→ **TEXT SHOWN**

==*==

Humanity’s Greatest Conceit

Many people are happy to hold the belief that other creatures have a “lesser” or “lower” form of consciousness to themselves, despite the absence of a logical basis for it

The single greatest conceit of the human animal is that humans like it are somehow more conscious or self-aware than the beings who make up the rest of the animal kingdom. This belief is not only insane and irrational, but it has had devastating consequences for the rest of the Earth.

When it comes down to it, no-one has any fucking idea who or what else is conscious. This follows simple logic. After all, how could we possibly know? Each one of us can assert with absolute certainty that, as an individual, they are conscious, because being conscious of your own consciousness is sufficient evidence that it exists. But this gets taken to illogical conclusions.

The vast majority of humans labour under the erroneous assumption that other creatures are only conscious to the degree that they are like those humans. A chimpanzee is considered to be very similar to us relative to the rest of the animal kingdom (and it is if the comparison is made in physical and anatomical terms), but this has no relevance to whether or not the chimpanzee is conscious.

If we can’t observe or measure consciousness in other humans, then we can’t measure it in other creatures either. So if consciousness has never and can never be either observed or measured in other creatures, then any belief about the consciousness of another creature must of necessity be an article of faith.

Simple enough, but the difficulty arises when this iron-clad logic meets the infinite human capacity for self-delusion. The vast majority of people make the erroneous assumption that their brain generates consciousness and therefore that other creatures are similar to the extent that their brains are believed to be similar.

But this is pure superstition, and not logical.

Even worse, despite being a majority, are those who assume that they are superior to all creatures of “lesser” consciousness, and that the supposed lower consciousness of other creatures give us a green light to abuse and exploit them.

==*==

→ **MATERIAL PROVIDED**
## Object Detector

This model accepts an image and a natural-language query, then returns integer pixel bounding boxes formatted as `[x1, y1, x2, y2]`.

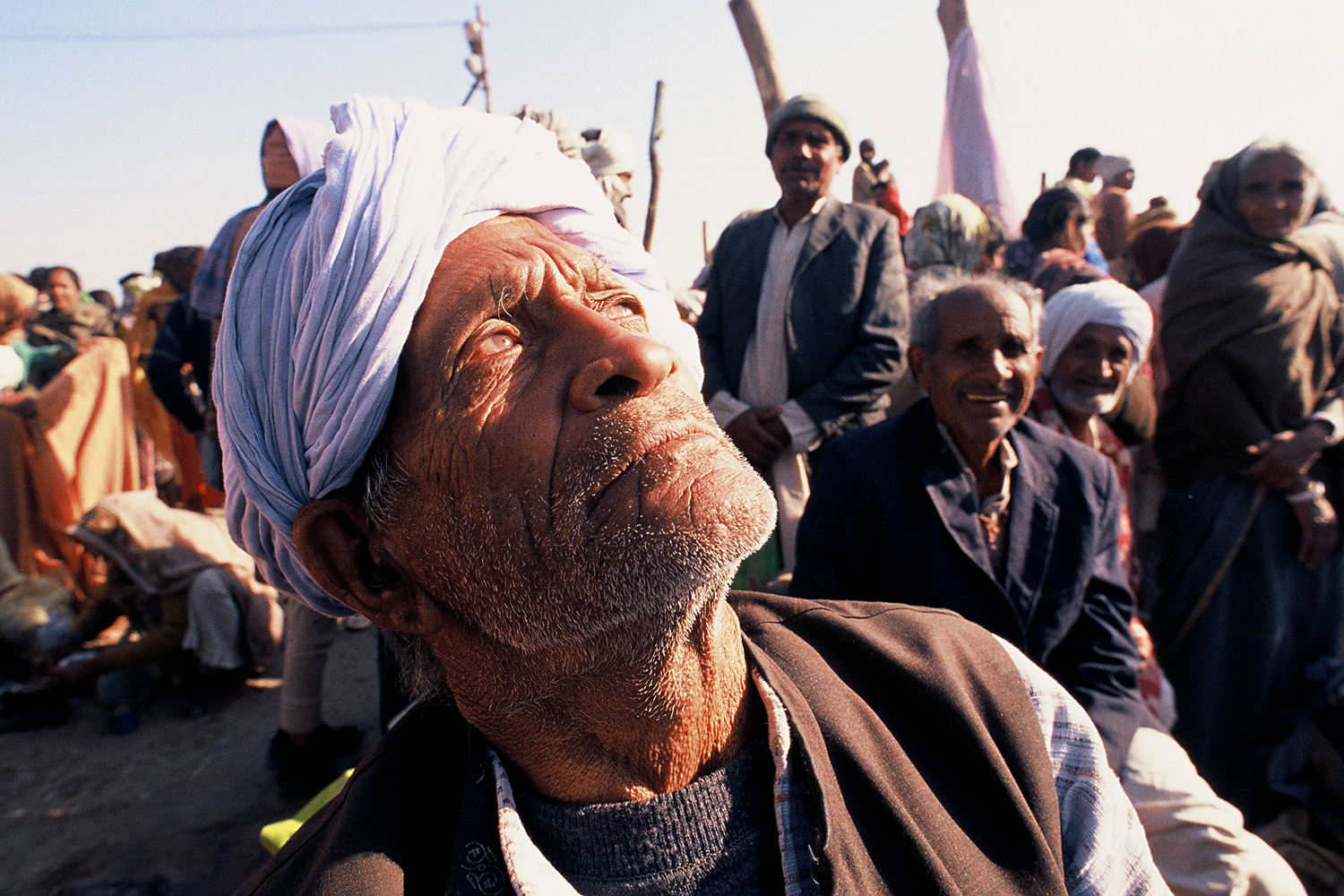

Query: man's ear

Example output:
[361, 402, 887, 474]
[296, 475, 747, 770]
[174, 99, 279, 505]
[906, 345, 929, 392]
[295, 497, 445, 635]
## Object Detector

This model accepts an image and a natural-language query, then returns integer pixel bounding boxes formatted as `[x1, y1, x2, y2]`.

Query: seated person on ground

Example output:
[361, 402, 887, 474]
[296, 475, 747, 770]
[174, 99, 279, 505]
[217, 98, 1168, 893]
[29, 267, 116, 360]
[790, 278, 1303, 893]
[43, 493, 280, 686]
[0, 274, 69, 407]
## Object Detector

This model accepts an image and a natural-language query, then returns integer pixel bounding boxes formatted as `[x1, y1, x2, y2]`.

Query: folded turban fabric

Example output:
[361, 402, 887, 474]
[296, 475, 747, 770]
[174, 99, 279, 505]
[583, 125, 636, 177]
[214, 95, 703, 616]
[906, 194, 989, 271]
[513, 105, 583, 159]
[1040, 280, 1153, 384]
[1097, 156, 1134, 183]
[276, 116, 332, 178]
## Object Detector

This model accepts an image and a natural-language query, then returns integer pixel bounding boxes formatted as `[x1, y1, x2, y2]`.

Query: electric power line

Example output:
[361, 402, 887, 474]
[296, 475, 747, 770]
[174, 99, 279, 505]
[0, 22, 462, 43]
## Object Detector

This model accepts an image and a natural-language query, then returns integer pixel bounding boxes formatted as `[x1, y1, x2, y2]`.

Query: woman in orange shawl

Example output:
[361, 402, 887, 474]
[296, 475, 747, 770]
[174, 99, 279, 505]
[0, 275, 140, 594]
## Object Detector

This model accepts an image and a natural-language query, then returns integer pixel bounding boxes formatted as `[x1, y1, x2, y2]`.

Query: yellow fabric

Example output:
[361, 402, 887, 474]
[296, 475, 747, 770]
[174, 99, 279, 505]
[261, 769, 355, 856]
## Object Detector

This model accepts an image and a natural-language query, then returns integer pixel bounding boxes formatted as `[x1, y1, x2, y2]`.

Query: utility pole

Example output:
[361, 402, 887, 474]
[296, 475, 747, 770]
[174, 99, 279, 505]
[644, 81, 663, 251]
[462, 5, 492, 111]
[728, 0, 785, 118]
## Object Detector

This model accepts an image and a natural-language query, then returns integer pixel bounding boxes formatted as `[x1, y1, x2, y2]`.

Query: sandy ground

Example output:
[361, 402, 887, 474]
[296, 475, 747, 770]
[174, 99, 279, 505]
[0, 629, 378, 896]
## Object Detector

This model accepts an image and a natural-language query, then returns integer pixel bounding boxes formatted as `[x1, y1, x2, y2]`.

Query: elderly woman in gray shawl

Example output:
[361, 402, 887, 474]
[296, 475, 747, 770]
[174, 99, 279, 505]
[1152, 141, 1344, 823]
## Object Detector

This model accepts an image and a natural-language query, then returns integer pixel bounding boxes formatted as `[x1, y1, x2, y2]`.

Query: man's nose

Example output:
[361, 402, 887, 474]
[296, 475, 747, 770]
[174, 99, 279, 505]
[992, 348, 1012, 380]
[570, 307, 677, 414]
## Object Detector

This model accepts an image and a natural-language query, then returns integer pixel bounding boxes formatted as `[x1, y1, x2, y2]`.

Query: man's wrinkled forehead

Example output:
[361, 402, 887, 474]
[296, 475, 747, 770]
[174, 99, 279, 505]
[413, 215, 623, 340]
[937, 282, 1035, 341]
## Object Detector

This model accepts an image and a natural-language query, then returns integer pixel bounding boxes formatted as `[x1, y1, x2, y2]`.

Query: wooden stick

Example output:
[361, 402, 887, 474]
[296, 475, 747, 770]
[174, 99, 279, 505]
[938, 0, 970, 52]
[476, 4, 492, 111]
[644, 81, 663, 251]
[728, 0, 785, 118]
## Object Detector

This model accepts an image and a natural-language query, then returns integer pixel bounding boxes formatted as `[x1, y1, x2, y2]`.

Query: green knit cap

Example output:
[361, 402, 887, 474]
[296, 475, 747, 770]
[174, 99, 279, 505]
[765, 92, 851, 161]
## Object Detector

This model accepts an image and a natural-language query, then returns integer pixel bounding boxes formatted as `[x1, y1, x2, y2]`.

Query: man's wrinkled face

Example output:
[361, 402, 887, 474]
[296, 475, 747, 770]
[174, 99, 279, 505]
[1050, 323, 1134, 417]
[384, 216, 774, 653]
[261, 125, 298, 189]
[910, 285, 1040, 460]
[1236, 151, 1312, 239]
[47, 267, 80, 312]
[771, 118, 844, 202]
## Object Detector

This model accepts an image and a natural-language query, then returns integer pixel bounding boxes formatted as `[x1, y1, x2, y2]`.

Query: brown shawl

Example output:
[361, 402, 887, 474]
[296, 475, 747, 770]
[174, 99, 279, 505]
[1158, 142, 1344, 485]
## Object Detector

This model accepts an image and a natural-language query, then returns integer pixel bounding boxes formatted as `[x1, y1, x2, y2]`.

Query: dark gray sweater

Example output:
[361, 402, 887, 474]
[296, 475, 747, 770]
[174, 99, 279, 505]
[515, 742, 784, 896]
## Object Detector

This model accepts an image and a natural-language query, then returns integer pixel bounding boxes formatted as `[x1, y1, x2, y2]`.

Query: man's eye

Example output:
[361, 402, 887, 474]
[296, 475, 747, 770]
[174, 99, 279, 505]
[478, 331, 519, 355]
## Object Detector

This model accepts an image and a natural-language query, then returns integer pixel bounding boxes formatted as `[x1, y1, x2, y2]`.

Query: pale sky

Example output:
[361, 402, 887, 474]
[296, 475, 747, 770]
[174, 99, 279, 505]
[0, 0, 1344, 294]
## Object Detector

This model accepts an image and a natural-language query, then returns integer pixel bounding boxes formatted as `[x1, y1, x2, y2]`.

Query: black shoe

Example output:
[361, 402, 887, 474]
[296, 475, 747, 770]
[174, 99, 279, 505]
[268, 731, 355, 801]
[309, 723, 365, 756]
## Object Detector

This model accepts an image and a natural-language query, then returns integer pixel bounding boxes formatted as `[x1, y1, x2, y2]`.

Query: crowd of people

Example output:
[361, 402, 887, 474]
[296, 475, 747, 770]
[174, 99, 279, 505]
[0, 72, 1344, 895]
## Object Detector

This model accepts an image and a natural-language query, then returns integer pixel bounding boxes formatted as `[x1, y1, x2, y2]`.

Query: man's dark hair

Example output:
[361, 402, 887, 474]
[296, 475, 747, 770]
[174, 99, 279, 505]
[1021, 186, 1091, 246]
[155, 246, 206, 293]
[1069, 146, 1101, 175]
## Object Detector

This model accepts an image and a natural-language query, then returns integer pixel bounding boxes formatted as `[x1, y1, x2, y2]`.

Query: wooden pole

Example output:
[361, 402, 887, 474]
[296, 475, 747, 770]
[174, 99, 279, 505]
[644, 81, 663, 251]
[476, 4, 494, 111]
[462, 6, 491, 111]
[938, 0, 970, 52]
[728, 0, 787, 118]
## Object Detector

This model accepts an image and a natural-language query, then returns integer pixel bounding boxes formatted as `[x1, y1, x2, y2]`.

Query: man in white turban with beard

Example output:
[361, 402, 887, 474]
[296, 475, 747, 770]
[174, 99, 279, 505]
[217, 97, 1167, 896]
[583, 125, 634, 229]
[1093, 156, 1134, 263]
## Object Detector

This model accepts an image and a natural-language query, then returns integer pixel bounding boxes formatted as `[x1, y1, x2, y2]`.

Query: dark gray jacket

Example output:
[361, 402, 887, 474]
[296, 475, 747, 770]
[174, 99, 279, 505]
[696, 199, 910, 438]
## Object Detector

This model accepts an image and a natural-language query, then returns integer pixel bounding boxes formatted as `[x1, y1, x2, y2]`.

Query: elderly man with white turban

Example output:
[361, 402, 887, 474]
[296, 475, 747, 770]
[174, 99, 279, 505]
[792, 277, 1301, 895]
[583, 125, 636, 228]
[215, 97, 1167, 896]
[1091, 156, 1134, 263]
[1029, 280, 1303, 893]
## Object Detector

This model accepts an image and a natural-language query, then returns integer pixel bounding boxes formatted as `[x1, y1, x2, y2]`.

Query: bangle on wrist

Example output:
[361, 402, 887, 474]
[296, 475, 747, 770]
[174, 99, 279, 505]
[1285, 479, 1325, 504]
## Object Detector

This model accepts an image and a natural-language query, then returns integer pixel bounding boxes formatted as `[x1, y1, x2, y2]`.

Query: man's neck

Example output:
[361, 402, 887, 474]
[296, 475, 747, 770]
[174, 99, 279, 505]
[1051, 393, 1097, 447]
[438, 590, 752, 805]
[952, 435, 1007, 501]
[779, 194, 822, 229]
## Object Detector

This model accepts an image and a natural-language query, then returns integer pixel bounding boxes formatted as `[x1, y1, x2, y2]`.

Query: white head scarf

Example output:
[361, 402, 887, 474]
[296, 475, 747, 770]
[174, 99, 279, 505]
[1097, 156, 1134, 183]
[276, 116, 335, 180]
[583, 125, 636, 177]
[215, 95, 703, 616]
[1040, 280, 1153, 384]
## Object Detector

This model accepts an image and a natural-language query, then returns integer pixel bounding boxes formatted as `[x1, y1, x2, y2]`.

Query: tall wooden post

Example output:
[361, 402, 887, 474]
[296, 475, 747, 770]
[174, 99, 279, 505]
[728, 0, 788, 118]
[644, 81, 663, 251]
[462, 6, 492, 111]
[938, 0, 970, 52]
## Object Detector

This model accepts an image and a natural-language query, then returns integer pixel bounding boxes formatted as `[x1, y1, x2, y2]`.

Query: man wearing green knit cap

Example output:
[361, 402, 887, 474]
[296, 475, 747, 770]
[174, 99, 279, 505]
[696, 94, 910, 587]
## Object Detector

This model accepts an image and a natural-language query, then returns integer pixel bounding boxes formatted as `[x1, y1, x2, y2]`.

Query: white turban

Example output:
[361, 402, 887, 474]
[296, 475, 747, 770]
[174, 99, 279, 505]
[215, 97, 703, 616]
[1097, 156, 1134, 183]
[1040, 280, 1153, 384]
[583, 126, 634, 177]
[276, 116, 335, 178]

==*==

→ **PROMPT**
Please continue the essay on human conceit about animal consciousness, picking up right after its final sentence.

→ **RESULT OF THE EXERCISE**
It’s common for humans to look at a cat and think we see an animal that is uncomprehending of the greater existential questions, but how can we rule out that the cat has long since solved all these questions and is now blase about them, to the point that any human wondering about them merely appears sophomoric?

How can we know that the cat, who sleeps 15 hours a day, isn’t meditating for most of this time? Cats might all be spiritual masters on the order of Buddha.

How do we know that the ant that appears to go forward mindlessly, isn’t at perfect peace with its role in the world and accepts it without reservation?

The logical flaw is also evident if one observes that many people are willing to assume that these creatures have less consciousness on account of that they didn’t evolve as much of it as we did – but they aren’t willing to make the same assumptions of different races, even though the logic is the same.

The argument that differing selection pressures could account for differences in consciousness between humans and the other mammals, but could not also account for differences in consciousness between white people and black people, is a contradiction on its face.

Humanity’s greatest conceit is that our consciousness is somehow more special or worthy of not suffering than the consciousness of other creatures, and this line of reasoning is what has enabled the rape of the planet that has occurred over the last century.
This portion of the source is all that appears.